IT Crisis At Wellington Hospital Shows Risk Of Slashing Expert Staff
Privacy Commissioner must investigate threats to patient information
The IT crisis at Wellington Regional Hospital - where clinicians are struggling with crashing systems and delayed patient care - is exactly what happens when the Government slashes specialist tech staff without thinking of the consequences.
"We warned the Government last year that cutting IT staff at Health NZ Te Whatu Ora was playing with fire. Now we're seeing the inevitable result - doctors forced to make decisions without access to critical patient information," said Fleur Fitzsimons, National Secretary for the Public Service Association Te Pūkenga Here Tikanga Mahi.
"We take no comfort in being proved right. But this is just the tip of the iceberg - we know these problems plague clinicians across the health system because of the Government’s underfunding.
"The PSA understands Health NZ's IT Help Desk is so understaffed it’s relying on contractors to fill the gaps - and there’s still not enough staff resulting in big delays to fix problems.
According to The Post today, the single clinical portal at Wellington Hospital has been plagued with problems since March. It's running painfully slow and crashing for hours at a time. Clinicians can't access X-rays and scans. They're ordering tests on paper because the digital systems don't work.
"This is what happens when you gut the very teams that keep essential systems running. Patient safety is on the line. Sensitive patient records are at risk. The stakes could not be higher.
"The Privacy Commissioner refused our request to investigate privacy risks to patient data last year. We say he needs to think again - before patients are harmed and confidential health information is compromised.
"Health Minister Simeon Brown's attempt to blame the last government’s health reforms is a distraction from his own government's responsibility. You can't slash IT staff and then act surprised when the systems fail.
"The Government needs to stop making excuses and start fixing the problem. That means properly resourcing Health NZ's IT workforce, upgrading old legacy systems and ensuring our hospitals have the technical support they desperately need 24/7.
"Our health workers deserve better. And so do the patients who depend on them."

====

PROBLEM 1 — For each statement, say whether it agrees with the press release, and quote the exact words of the press release that decide it: (a) The Privacy Commissioner agreed last year to investigate privacy risks to patient data. (b) Clinicians at Wellington Hospital are ordering tests on paper. (c) The problems with the clinical portal at Wellington Hospital began in March.
PROBLEM 2 — Please copy the press release word for word, beginning at the words "According to The" and stopping after the words "information is compromised.".
The listing that follows has no connection to the press release.

====

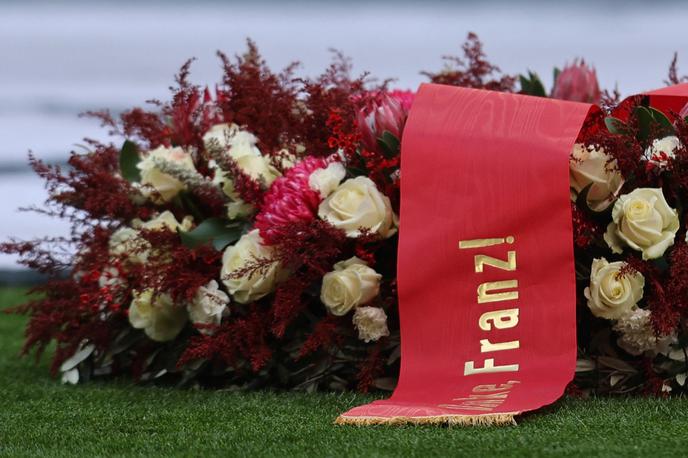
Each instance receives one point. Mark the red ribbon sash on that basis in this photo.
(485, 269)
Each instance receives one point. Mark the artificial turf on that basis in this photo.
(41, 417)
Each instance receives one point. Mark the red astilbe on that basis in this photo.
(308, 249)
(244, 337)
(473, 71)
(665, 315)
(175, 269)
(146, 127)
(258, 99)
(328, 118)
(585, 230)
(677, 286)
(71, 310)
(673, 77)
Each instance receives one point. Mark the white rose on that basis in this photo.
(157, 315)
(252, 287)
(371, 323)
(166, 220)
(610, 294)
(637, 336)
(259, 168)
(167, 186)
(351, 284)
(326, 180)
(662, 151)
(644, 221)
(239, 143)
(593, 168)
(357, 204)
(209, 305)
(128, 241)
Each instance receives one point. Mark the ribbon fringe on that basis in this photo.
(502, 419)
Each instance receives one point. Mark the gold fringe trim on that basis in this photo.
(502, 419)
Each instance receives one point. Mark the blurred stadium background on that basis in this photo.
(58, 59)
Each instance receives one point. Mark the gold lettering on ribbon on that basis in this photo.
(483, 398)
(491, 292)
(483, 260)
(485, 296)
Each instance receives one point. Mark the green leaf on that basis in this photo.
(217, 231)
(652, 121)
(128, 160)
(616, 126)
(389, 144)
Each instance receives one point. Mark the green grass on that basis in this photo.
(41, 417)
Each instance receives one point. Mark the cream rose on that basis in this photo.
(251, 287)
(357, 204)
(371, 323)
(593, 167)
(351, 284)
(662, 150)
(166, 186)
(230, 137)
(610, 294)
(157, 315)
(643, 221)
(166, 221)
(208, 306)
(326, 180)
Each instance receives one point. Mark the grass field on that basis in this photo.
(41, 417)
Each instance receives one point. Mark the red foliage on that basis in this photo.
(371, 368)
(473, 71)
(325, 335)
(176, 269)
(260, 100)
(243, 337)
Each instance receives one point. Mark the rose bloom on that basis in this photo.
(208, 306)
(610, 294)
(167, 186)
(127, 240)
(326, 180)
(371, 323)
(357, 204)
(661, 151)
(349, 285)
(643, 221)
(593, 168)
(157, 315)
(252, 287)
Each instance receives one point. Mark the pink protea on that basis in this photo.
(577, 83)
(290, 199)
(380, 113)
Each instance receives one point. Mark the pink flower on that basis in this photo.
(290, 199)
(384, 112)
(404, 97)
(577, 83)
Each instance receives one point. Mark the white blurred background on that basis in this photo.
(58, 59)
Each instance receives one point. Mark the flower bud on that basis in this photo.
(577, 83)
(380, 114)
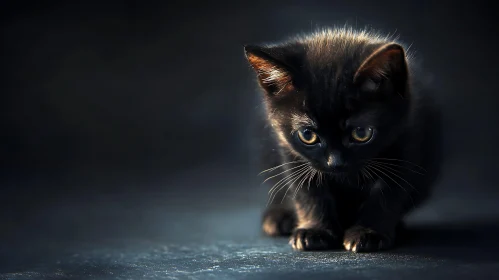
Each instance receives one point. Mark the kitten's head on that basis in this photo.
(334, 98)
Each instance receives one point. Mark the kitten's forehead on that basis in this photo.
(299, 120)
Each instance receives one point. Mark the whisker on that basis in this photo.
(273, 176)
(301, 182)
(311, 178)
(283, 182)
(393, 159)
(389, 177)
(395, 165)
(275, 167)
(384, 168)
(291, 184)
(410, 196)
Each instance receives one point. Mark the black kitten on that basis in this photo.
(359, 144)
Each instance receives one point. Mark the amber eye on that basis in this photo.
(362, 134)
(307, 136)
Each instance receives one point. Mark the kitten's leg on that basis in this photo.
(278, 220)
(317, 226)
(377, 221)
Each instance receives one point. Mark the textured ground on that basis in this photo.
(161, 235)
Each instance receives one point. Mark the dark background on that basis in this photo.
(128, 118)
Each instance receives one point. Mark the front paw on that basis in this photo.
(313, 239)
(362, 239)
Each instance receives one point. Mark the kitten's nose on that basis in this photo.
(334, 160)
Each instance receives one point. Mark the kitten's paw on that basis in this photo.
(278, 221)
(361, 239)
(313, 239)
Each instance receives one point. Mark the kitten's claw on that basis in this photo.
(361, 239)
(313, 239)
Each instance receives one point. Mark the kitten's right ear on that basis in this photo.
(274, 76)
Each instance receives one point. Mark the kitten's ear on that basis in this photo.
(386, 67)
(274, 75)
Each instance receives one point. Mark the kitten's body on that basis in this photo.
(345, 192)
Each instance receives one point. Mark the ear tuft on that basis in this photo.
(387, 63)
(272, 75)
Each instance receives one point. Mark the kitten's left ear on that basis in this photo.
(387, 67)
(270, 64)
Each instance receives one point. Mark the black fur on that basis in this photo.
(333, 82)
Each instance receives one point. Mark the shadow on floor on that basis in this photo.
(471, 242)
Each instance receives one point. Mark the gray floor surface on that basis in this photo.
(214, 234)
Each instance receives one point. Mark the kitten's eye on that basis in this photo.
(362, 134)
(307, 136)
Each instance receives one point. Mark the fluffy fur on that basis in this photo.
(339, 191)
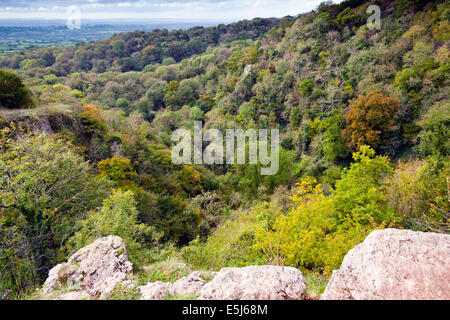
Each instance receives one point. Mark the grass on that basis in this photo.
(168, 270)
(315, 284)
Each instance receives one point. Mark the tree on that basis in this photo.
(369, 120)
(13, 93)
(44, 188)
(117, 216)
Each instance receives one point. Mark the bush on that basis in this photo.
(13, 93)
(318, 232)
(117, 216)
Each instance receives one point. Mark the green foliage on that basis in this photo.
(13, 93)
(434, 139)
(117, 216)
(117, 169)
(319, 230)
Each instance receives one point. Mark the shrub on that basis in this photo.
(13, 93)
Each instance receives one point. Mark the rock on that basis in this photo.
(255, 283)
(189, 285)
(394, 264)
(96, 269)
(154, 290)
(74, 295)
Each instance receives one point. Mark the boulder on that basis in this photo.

====

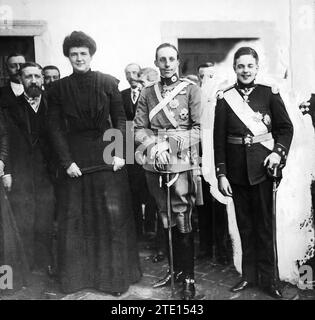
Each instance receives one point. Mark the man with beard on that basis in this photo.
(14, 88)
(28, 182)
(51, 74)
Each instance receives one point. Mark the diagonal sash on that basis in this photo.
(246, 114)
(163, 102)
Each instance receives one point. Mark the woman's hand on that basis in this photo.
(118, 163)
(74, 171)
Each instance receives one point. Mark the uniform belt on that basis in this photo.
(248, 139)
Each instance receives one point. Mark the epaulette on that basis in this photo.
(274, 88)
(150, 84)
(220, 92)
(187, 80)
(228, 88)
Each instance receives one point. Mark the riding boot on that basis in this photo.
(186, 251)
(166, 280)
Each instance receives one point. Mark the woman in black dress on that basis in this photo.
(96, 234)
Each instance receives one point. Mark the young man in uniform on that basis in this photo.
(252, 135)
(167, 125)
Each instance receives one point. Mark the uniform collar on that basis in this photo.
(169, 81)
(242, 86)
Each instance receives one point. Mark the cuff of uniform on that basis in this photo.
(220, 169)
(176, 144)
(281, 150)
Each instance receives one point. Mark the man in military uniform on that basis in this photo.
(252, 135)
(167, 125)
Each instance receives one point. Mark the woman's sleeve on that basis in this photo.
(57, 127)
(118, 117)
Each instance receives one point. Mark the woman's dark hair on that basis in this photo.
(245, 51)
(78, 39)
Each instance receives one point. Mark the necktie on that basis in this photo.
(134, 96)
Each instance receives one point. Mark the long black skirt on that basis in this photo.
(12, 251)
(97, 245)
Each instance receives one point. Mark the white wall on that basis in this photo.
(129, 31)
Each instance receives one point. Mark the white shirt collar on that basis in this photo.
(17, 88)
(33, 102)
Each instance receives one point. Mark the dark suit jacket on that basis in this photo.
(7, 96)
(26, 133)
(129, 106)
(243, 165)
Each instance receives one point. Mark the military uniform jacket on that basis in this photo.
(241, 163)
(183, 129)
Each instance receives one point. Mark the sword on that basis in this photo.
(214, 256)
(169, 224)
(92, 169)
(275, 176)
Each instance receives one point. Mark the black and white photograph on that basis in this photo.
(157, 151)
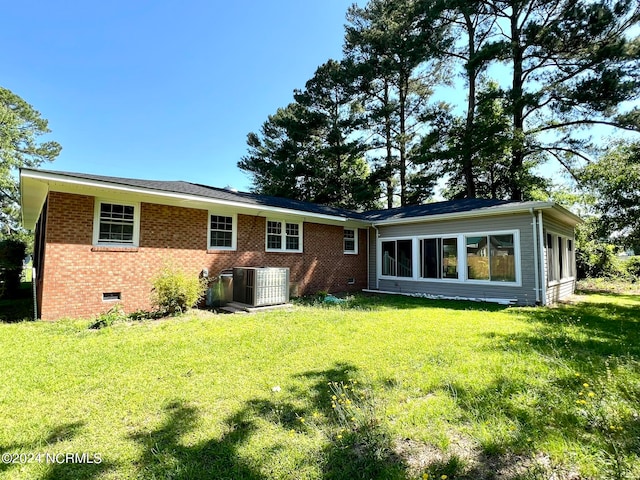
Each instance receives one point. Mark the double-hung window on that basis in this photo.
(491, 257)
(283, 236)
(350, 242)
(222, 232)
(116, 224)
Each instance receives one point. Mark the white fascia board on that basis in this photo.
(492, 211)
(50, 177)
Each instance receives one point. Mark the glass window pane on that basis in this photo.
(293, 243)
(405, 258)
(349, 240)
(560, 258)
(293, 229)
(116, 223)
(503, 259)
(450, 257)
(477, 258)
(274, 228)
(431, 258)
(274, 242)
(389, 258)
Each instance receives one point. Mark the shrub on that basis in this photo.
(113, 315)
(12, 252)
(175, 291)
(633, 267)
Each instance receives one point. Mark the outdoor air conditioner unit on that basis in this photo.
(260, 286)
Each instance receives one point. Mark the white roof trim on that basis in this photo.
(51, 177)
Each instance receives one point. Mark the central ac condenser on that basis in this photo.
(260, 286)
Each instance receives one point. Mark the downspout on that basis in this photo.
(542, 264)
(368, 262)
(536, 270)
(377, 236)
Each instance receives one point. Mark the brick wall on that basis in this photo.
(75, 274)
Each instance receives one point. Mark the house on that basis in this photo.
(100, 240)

====

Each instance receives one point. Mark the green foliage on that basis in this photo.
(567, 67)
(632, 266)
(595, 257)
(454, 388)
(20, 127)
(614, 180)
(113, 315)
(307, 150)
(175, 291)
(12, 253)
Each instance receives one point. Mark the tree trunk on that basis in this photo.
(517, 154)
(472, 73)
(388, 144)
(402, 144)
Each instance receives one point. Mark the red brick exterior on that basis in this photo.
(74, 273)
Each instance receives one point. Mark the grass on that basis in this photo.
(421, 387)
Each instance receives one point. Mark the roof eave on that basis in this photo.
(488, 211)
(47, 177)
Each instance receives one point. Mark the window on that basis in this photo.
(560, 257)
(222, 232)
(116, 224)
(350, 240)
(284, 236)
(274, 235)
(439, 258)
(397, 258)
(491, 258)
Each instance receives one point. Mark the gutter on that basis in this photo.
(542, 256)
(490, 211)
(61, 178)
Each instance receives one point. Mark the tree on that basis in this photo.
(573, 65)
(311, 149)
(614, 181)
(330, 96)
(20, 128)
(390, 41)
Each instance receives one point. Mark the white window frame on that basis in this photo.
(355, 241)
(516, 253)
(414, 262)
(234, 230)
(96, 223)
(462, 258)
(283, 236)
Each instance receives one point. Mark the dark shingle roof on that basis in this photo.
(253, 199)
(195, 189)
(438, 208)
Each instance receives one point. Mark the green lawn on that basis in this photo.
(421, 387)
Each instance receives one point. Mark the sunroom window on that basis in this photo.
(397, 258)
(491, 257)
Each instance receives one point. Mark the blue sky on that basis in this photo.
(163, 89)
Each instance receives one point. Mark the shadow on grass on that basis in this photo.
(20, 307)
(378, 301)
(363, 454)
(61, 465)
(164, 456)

====

ANSWER BOX 1 —
(a) No: "The Privacy Commissioner refused our request to investigate privacy risks to patient data last year."
(b) Yes: "They're ordering tests on paper because the digital systems don't work."
(c) Yes: "the single clinical portal at Wellington Hospital has been plagued with problems since March"

ANSWER BOX 2 —
According to The Post today, the single clinical portal at Wellington Hospital has been plagued with problems since March. It's running painfully slow and crashing for hours at a time. Clinicians can't access X-rays and scans. They're ordering tests on paper because the digital systems don't work.
"This is what happens when you gut the very teams that keep essential systems running. Patient safety is on the line. Sensitive patient records are at risk. The stakes could not be higher.
"The Privacy Commissioner refused our request to investigate privacy risks to patient data last year. We say he needs to think again - before patients are harmed and confidential health information is compromised.